Stored records:
——

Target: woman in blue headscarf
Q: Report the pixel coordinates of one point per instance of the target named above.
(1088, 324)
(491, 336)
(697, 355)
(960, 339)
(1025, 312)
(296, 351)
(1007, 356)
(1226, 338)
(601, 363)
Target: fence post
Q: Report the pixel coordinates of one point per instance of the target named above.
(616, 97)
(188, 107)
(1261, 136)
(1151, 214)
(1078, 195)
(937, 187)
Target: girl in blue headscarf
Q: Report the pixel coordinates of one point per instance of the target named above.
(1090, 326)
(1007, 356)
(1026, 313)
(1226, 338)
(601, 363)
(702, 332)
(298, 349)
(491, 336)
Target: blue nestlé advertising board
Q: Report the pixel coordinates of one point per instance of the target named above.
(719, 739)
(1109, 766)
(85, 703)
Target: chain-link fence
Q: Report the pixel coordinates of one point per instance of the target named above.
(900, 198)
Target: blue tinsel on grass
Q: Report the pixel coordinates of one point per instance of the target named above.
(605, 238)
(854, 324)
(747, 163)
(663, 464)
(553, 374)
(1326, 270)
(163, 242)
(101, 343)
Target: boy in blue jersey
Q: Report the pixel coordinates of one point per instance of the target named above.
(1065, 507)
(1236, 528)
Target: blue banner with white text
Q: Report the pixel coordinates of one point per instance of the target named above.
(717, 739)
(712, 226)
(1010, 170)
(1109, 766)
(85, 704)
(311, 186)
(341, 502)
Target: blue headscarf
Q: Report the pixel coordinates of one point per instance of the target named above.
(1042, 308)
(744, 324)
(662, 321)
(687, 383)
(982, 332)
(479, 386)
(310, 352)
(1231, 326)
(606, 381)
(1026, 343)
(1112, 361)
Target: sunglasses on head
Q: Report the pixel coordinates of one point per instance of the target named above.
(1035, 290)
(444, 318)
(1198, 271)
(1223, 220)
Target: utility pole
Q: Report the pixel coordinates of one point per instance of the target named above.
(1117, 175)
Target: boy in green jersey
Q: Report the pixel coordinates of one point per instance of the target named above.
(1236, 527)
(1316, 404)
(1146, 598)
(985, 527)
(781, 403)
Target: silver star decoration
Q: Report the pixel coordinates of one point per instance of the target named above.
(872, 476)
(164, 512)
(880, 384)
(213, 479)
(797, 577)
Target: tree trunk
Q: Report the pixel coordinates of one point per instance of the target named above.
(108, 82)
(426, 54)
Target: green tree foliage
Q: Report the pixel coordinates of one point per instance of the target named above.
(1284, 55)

——

* ASSIGNED TASK *
Only the number should be given: the count of lines above that hold the word "fence".

* EXPECTED ANSWER *
2